▸ REQUIRED ACTION
Write out the passage of the forum thread about the slow family desktop word for word, from "posted by nathan_teske" up to and including "router rather equally.".

▸ DOCUMENT TEXT
Is my laptop slowing the family desktop?
December 16, 2007 2:08 PM   Subscribe

Is my laptop slowing the family desktop?

I've just come home from college for the holidays. The family desktop is where the wireless router is hooked up. Since I've been home and using the wifi, the rest of my family has complained that the desktop's connection to the internet has been excruciatingly slow. My laptop, my sister's laptop, and my dad's laptop are all working fine. Is is possible that the recent arrival of my laptop is slowing the connection for the desktop?
posted by andythebean to Computers & Internet (3 answers total) 1 user marked this as a favorite
 
Is the desktop directly attached to the router? If the desktop is connecting via wireless, it's possible that all the other computers in the house are 802.11G and your laptop is 802.11B. A B device on a G network forces the network to drop down to B speeds.
posted by nathan_teske at 2:10 PM on December 16, 2007


Best answer: I suppose it's possible that your laptop could be doing some continuous network-hogging activity that would affect other computer's network speeds--say, running BitTorrent all the time? It depends on the speed of your main connection & your computer's connection speed to the router whether that would actually slow down other computers connected to the same router.

However it seems that would affect all computers connected to that router rather equally.

▸ RECORD EXTRACTS

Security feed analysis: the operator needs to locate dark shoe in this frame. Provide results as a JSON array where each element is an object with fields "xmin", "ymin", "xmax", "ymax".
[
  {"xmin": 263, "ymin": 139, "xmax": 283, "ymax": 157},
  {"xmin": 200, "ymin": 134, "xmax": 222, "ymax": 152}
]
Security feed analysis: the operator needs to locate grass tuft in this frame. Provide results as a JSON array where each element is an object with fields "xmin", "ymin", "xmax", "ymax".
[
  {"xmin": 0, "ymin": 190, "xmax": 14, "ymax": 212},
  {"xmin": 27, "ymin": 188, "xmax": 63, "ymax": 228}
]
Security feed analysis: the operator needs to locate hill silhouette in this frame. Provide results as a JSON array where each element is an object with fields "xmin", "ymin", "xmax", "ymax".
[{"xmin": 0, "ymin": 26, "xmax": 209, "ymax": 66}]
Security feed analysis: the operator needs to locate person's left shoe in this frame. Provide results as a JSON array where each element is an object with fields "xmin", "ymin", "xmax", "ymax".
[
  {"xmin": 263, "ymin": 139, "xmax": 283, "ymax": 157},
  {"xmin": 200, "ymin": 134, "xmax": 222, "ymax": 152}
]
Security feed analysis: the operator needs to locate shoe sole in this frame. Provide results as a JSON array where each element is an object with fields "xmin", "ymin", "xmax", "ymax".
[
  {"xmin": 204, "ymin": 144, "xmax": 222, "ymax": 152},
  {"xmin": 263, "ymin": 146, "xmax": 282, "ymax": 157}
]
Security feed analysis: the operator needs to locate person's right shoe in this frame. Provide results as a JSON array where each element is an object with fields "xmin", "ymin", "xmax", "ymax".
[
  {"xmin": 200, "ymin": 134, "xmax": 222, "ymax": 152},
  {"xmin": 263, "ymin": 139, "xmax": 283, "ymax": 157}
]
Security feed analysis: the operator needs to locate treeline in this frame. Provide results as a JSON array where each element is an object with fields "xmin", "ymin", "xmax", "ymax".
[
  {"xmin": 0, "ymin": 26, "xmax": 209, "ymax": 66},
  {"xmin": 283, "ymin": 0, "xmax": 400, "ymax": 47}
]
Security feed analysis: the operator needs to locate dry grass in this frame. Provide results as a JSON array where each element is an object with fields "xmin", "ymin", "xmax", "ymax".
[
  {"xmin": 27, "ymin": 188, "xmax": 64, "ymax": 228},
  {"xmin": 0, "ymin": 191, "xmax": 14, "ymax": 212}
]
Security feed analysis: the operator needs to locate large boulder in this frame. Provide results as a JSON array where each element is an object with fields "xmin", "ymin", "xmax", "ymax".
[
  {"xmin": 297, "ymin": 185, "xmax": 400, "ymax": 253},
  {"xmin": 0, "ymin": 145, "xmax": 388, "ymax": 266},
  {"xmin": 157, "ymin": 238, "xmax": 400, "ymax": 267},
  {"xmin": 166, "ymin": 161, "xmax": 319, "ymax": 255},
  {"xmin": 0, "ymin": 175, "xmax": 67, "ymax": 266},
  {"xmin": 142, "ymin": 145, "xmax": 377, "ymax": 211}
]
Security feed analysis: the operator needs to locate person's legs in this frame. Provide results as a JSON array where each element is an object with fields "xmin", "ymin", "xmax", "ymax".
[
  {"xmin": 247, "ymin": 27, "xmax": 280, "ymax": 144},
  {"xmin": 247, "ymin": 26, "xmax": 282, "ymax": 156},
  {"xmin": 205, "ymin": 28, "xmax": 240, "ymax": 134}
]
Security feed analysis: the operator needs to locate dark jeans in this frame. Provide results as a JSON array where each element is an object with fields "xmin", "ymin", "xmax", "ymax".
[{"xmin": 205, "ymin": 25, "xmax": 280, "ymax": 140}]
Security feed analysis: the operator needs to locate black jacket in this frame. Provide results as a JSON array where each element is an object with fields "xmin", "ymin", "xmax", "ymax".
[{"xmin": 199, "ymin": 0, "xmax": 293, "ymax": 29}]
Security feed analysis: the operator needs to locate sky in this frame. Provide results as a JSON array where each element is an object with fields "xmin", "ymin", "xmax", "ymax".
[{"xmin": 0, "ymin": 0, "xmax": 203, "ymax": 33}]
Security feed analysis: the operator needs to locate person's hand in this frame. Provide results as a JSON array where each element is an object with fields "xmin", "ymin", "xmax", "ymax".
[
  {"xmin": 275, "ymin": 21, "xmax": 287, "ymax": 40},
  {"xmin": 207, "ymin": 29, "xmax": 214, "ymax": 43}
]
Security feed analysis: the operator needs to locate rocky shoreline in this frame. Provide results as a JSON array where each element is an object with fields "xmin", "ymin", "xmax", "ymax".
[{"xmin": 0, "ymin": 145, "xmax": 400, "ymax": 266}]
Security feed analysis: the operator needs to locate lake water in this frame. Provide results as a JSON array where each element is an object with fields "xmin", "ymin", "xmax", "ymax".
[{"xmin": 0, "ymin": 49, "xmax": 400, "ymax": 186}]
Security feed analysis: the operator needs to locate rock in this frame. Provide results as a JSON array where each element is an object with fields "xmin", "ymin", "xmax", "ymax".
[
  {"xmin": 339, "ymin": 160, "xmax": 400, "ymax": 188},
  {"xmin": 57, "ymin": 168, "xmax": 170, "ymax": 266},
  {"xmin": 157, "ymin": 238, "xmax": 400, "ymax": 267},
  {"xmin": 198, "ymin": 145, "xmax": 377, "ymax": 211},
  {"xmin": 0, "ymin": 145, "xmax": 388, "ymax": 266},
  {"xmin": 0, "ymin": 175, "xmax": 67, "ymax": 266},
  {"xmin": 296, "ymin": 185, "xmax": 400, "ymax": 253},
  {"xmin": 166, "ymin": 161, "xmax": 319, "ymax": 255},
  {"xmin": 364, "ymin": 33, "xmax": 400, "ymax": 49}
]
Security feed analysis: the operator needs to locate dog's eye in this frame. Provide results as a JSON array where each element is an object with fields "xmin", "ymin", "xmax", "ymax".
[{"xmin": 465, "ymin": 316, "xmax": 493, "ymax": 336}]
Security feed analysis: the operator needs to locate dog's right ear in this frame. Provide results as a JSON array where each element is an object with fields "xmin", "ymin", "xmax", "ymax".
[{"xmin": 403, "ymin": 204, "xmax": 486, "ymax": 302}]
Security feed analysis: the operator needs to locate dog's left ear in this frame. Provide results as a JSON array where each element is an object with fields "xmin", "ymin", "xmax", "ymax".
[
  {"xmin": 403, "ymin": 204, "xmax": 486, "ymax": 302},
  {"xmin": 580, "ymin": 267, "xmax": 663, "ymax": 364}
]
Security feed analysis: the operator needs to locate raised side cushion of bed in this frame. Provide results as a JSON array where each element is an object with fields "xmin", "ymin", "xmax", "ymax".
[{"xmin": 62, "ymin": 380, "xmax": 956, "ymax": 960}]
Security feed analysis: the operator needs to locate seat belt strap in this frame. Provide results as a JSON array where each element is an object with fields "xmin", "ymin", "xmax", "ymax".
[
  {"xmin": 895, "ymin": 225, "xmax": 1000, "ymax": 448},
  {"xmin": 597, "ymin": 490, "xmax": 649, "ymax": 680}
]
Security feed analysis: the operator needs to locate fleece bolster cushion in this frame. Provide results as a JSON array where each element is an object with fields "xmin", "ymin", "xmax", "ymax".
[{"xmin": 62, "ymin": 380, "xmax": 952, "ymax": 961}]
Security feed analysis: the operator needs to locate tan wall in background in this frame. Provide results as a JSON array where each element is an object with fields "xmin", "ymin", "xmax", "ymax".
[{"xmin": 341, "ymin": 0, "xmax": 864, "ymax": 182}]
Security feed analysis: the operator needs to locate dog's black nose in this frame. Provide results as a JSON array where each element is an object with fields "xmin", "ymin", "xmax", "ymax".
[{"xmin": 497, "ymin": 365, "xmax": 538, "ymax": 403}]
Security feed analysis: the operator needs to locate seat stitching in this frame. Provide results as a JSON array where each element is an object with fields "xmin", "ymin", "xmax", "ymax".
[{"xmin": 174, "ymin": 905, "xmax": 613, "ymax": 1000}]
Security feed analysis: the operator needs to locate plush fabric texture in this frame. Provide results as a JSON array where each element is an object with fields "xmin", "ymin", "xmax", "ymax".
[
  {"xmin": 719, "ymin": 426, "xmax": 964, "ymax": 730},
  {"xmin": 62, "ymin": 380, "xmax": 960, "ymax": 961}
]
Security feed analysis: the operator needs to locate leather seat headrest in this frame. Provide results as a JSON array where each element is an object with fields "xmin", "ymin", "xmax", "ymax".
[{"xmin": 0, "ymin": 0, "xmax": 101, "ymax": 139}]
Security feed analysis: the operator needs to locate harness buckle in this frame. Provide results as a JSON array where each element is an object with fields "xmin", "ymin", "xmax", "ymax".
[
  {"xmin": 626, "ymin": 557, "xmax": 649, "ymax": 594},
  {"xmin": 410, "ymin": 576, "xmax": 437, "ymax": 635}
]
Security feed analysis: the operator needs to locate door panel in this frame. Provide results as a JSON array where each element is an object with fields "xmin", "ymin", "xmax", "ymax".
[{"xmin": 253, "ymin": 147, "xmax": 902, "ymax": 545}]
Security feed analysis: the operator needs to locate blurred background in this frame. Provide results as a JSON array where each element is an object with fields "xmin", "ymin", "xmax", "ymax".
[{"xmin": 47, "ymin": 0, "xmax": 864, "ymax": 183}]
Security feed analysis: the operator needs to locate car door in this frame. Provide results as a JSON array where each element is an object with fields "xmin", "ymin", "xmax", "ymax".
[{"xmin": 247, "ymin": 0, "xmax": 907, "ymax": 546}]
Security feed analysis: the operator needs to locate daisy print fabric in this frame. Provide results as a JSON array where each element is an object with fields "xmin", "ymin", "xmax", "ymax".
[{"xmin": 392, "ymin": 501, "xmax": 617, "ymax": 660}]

▸ ANSWER AREA
posted by nathan_teske at 2:10 PM on December 16, 2007


Best answer: I suppose it's possible that your laptop could be doing some continuous network-hogging activity that would affect other computer's network speeds--say, running BitTorrent all the time? It depends on the speed of your main connection & your computer's connection speed to the router whether that would actually slow down other computers connected to the same router.

However it seems that would affect all computers connected to that router rather equally.